- **Reading text**:
:::

Last week we learned that approximately $15 million in tax revenue will be paid in compensation to 102 children and youth who were traumatized while in the care of a social worker who breached practice standards and ethics while under the authority of the B.C. government.
The Kelowna-based social worker, Robert Riley Saunders, lied about his credentials and was hired without proper vetting by the Ministry of Children and Family Development (MCFD). He is the subject of a class-action lawsuit claiming that he stole money from children in his care. He has fled and has not stood to face his charges — both human and legal.
Currently, oversight of the professional qualifications and actions of social workers in child protection sits under the authority of MCFD. According to the BC Association for Social Workers (BCASW), this tragedy could have been avoided if oversight for social workers working in child protection and child-and-youth services was delegated to an outside authority. BCASW is advocating for mandatory registration for all social workers with the B.C. College of Social Workers.

:::

(Coordinate annotation entries)
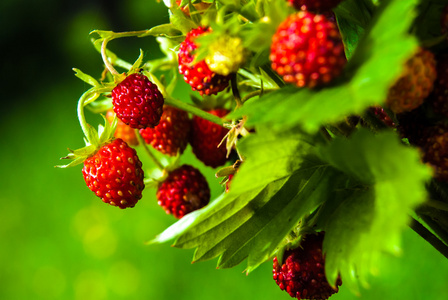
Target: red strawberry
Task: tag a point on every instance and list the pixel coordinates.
(172, 133)
(314, 5)
(439, 97)
(435, 150)
(307, 50)
(198, 75)
(183, 191)
(205, 138)
(114, 173)
(302, 273)
(137, 101)
(123, 131)
(444, 21)
(411, 89)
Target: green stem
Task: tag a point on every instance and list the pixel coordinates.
(148, 151)
(194, 110)
(429, 237)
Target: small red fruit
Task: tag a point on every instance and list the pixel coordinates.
(205, 138)
(417, 81)
(183, 191)
(302, 273)
(439, 96)
(314, 5)
(307, 50)
(171, 135)
(114, 173)
(123, 131)
(198, 75)
(137, 101)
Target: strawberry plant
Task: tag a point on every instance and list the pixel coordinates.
(331, 121)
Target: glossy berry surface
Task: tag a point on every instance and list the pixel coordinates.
(314, 5)
(439, 96)
(137, 101)
(115, 174)
(307, 50)
(198, 75)
(171, 135)
(205, 138)
(416, 83)
(435, 149)
(302, 272)
(123, 131)
(183, 191)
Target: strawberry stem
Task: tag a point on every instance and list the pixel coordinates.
(148, 151)
(194, 110)
(105, 59)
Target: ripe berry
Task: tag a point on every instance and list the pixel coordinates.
(123, 131)
(435, 149)
(307, 50)
(411, 89)
(302, 272)
(172, 133)
(115, 174)
(198, 75)
(205, 138)
(137, 101)
(439, 96)
(183, 191)
(314, 5)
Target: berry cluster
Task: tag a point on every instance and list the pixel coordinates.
(231, 57)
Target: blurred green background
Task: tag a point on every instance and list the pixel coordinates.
(57, 240)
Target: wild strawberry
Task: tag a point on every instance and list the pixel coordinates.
(444, 21)
(435, 149)
(114, 173)
(226, 55)
(307, 50)
(171, 135)
(302, 272)
(314, 5)
(123, 131)
(183, 191)
(439, 97)
(411, 89)
(137, 101)
(198, 75)
(205, 138)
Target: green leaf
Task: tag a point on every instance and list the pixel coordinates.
(85, 77)
(376, 63)
(269, 156)
(363, 225)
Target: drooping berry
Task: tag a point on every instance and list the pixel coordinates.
(171, 135)
(302, 272)
(198, 75)
(435, 150)
(314, 5)
(114, 173)
(444, 21)
(137, 101)
(183, 191)
(123, 131)
(411, 89)
(307, 50)
(439, 96)
(226, 55)
(205, 138)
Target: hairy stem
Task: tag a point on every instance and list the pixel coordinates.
(194, 110)
(429, 237)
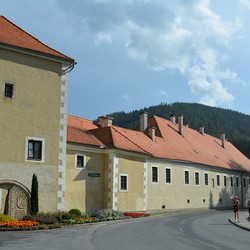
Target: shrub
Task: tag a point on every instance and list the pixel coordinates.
(105, 214)
(6, 218)
(75, 212)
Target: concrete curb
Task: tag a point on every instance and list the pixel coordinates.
(243, 225)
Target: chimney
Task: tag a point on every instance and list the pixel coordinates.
(143, 121)
(223, 140)
(105, 121)
(202, 130)
(180, 122)
(172, 119)
(151, 133)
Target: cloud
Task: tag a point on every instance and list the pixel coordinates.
(126, 97)
(161, 93)
(186, 36)
(103, 38)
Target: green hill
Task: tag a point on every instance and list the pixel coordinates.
(216, 121)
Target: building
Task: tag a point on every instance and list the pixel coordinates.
(33, 115)
(93, 165)
(162, 165)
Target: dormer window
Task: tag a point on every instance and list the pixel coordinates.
(9, 90)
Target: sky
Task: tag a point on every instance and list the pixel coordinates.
(133, 54)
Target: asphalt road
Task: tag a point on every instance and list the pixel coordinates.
(200, 230)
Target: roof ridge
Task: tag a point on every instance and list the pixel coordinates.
(131, 140)
(31, 36)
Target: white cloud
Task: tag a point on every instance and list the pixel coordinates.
(160, 93)
(186, 36)
(102, 37)
(126, 97)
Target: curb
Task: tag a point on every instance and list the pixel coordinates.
(240, 225)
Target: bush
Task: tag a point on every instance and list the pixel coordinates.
(6, 218)
(105, 214)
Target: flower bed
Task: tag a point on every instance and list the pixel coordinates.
(134, 214)
(19, 224)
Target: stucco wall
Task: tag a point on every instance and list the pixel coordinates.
(132, 199)
(177, 195)
(34, 111)
(84, 186)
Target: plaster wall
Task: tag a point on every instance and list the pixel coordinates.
(34, 111)
(84, 186)
(132, 199)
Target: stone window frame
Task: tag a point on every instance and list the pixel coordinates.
(170, 175)
(154, 181)
(27, 140)
(84, 161)
(121, 187)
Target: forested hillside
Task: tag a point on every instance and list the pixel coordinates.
(216, 121)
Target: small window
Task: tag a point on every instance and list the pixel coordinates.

:::

- **Tasks**:
[A] Repeat the passage about the Kelowna social worker word for word, starting at "The Kelowna-based social" and ending at "human and legal.".
[B] Go on with the passage about the Kelowna social worker from the point where it stops.

- **Answers**:
[A]
The Kelowna-based social worker, Robert Riley Saunders, lied about his credentials and was hired without proper vetting by the Ministry of Children and Family Development (MCFD). He is the subject of a class-action lawsuit claiming that he stole money from children in his care. He has fled and has not stood to face his charges — both human and legal.

[B]
BCASW President Michael Crawford said in a press release, “Without registration [in the College], the public has no assurance that a social worker has committed to practice according to standards of practice established by the profession and to adhere to a strict code of ethics.”
Kelowna’s online news service Castanet followed up this story with a reader poll. The question: Should MCFD social workers be required to register with a regulatory college? Of the 4,741 respondents, 144 said no; 181 were unsure; 4,416 or 93 per cent voted yes.
The Child, Family, and Community Service Act itself is for the most part well-written. Many experts over many years have poured time and energy into refining the Act to be inclusive and considerate of all types of child protection cases. There is no such thing as perfect legislation, so there are improvements that can be made to the Act, but the Act is not the problem; it’s the application of it, which disproportionately impacts Indigenous children and families. Of the 102 children in Saunders’s care, 85 of them are Indigenous.
The vulnerability of the children and families involved in child protection cases warrants a high degree of transparency and accountability. As long as MCFD is accountable for its own staff, oversight is questionable. The fox is guarding the henhouse.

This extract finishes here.